• _Required work_
1. From the Colorado wildfire article below, list the groups of people that the health department's statement says its warning applies to especially.
2. Answer these questions from the Colorado wildfire article below:
(a) How many acres of grassland did the fire scorch?
(b) What percentage of the fire was contained, according to the emergency management statement?
(c) How many firefighters were battling the blaze, and from how many agencies?
3. Please extend the Colorado wildfire article below, picking up after its final sentence.

• _Extracted text_

════

March 7, 2017 / 5:34 AM / 5 months ago

Colorado wildfire burns 30,000 acres, destroys homes

DENVER (Reuters) - A wind-driven wildfire erupted on the eastern plains of Colorado on Monday, scorching 30,000 acres of grassland, prompting the temporary evacuation of a small farming town and destroying at least three homes, emergency officials said.

The fire erupted around midday east of the town of Sterling and quickly grew out of control as gale-force winds fanned the flames, said Marilee Johnson, spokeswoman for the Logan County Office of Emergency Management.

Mandatory evacuations were lifted for the town of Haxtun late in the afternoon but some 900 homes remain threatened and those residents have been warned to prepare to flee should shifting winds drive flames their way, she said.

The 30,000-acre fire was 50 percent contained, the Logan County Office of Emergency Management said in a statement.

No injuries have been reported but three homes and a fourth structure were burned to the ground. The cause of the fire was unknown.

Footage from a Denver television station showed rows of hay bales in the agricultural area consumed by flames. More than 70 firefighters from 13 agencies were battling the blaze, emergency managers said.

The Colorado Department of Public Health and Environment issued an air quality alert due to smoke and dust kicked up by the winds, warning residents to stay indoors.

"This is especially true for those with heart disease, respiratory illnesses, the very young and the elderly," the health department said in a statement.

════

• _Region pointing data_

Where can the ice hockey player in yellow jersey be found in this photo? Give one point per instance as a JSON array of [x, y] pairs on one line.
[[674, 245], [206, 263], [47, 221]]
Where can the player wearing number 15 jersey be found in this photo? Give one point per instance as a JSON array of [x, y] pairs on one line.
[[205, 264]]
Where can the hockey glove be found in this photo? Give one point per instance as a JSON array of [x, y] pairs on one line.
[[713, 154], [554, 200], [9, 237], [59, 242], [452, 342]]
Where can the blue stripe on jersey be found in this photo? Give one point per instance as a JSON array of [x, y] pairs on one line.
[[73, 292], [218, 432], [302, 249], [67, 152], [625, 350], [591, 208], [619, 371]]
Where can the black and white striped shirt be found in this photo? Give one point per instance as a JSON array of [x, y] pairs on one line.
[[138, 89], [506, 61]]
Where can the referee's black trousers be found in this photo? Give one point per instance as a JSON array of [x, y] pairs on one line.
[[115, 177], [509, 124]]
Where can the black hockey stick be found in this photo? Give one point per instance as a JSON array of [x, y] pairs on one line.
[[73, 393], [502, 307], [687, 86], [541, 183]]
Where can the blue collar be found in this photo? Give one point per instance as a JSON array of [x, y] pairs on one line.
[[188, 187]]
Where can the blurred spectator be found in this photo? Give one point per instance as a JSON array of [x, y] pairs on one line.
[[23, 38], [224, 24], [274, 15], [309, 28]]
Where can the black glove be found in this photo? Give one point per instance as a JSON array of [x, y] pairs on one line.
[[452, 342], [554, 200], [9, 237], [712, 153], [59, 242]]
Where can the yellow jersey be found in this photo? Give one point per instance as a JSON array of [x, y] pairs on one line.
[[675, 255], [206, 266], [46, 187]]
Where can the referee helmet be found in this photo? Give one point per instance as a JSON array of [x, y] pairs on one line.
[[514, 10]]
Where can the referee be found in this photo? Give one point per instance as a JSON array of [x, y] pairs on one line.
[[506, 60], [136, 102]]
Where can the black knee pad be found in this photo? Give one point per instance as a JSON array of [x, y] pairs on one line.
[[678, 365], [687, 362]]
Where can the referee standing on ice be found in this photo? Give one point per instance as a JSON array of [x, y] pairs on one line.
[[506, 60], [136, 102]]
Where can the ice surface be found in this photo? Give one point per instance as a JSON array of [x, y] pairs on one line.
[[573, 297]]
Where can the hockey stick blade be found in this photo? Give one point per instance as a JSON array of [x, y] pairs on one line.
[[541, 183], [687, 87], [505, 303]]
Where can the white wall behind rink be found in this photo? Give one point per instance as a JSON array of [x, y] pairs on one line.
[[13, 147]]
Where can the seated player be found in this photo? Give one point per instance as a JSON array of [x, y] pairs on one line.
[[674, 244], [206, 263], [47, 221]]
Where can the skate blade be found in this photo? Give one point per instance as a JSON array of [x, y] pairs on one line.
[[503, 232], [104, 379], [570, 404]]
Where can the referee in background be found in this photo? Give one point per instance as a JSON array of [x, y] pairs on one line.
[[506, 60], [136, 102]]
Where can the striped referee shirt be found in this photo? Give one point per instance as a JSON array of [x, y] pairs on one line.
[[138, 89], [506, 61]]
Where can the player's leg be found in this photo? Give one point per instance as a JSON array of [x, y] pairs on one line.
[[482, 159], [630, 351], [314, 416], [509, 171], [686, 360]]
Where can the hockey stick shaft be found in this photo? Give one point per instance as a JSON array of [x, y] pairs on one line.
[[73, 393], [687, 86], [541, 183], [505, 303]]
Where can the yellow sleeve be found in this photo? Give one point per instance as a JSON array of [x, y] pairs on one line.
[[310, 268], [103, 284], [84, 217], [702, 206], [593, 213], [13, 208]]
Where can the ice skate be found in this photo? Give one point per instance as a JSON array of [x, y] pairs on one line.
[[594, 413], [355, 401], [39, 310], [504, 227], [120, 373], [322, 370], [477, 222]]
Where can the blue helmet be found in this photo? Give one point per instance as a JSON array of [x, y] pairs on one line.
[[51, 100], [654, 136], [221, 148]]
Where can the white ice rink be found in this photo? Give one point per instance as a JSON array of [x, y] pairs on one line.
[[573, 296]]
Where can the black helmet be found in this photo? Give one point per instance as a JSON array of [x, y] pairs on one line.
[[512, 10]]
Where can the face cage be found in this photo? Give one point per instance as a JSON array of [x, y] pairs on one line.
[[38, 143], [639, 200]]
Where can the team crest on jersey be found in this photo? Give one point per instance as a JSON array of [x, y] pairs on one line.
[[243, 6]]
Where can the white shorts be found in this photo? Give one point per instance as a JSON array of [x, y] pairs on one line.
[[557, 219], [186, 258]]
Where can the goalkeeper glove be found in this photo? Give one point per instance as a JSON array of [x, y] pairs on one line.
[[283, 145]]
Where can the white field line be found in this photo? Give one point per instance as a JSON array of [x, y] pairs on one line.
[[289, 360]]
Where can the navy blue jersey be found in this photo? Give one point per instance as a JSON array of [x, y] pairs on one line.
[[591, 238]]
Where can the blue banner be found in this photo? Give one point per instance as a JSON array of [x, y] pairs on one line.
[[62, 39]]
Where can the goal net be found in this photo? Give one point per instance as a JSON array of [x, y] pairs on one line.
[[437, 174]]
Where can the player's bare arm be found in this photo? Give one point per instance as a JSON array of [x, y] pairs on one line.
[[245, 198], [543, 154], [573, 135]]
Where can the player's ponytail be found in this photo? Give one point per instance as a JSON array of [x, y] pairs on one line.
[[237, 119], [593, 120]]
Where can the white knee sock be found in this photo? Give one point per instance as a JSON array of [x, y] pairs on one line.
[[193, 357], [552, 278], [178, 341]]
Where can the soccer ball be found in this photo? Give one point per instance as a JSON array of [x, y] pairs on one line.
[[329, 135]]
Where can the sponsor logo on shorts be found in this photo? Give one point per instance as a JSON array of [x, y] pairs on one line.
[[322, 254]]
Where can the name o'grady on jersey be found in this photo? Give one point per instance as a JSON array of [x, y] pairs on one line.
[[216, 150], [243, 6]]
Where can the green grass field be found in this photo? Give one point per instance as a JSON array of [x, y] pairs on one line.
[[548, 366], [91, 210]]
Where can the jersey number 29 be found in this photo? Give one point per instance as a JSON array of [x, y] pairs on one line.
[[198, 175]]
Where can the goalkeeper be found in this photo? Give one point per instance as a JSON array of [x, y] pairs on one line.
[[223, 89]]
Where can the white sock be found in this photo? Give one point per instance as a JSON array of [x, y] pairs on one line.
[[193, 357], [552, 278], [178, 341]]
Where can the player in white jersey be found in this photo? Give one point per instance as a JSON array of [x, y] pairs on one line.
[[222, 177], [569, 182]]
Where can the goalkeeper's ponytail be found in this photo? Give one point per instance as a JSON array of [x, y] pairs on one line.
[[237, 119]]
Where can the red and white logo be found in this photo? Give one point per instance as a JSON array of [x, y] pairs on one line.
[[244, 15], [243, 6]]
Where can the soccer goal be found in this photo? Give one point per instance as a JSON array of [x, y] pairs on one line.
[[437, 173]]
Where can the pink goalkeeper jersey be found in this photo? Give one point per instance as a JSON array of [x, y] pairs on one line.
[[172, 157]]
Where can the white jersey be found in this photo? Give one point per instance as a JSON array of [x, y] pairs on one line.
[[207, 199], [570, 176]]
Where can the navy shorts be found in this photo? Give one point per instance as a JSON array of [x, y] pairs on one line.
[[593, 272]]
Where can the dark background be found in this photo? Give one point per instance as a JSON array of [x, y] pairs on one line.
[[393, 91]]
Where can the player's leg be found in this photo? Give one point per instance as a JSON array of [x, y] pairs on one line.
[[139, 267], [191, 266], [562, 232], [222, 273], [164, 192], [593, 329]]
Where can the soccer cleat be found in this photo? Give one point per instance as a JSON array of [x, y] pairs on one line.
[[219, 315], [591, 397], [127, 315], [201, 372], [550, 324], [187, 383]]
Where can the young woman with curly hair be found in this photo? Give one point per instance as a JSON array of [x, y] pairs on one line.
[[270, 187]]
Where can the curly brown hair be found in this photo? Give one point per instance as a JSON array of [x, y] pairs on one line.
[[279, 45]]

════

• _Solved tasks_
1.
- Those with heart disease
- Those with respiratory illnesses
- The very young
- The elderly

2.
(a) 30,000 acres
(b) 50 percent
(c) More than 70 firefighters from 13 agencies

3.
Interstate 76 was temporarily closed due to smoke and blowing dust but some county roads remained closed by nightfall, the state emergency operations center said.

Schools in the towns of Caliche, Haxtun and Fleming were evacuated as winds whipped up the grass fire in the afternoon, the state office of emergency management said in a statement posted on its website.

The National Weather Service issued high wind warnings or advisories for much of Colorado as a cold front blew across the state on Monday, with blowing snow making for hazardous driving conditions in the Colorado mountains.

“Expect an additional 3 to 5 inches of snow combined with west winds of 35 to 50 mph and gusts to 70 mph,” the weather service said in a statement.

High winds also buffeted the Denver metropolitan area, causing power outages to nearly 600 businesses and residences for a time on Monday, the utility company said on its online outage report.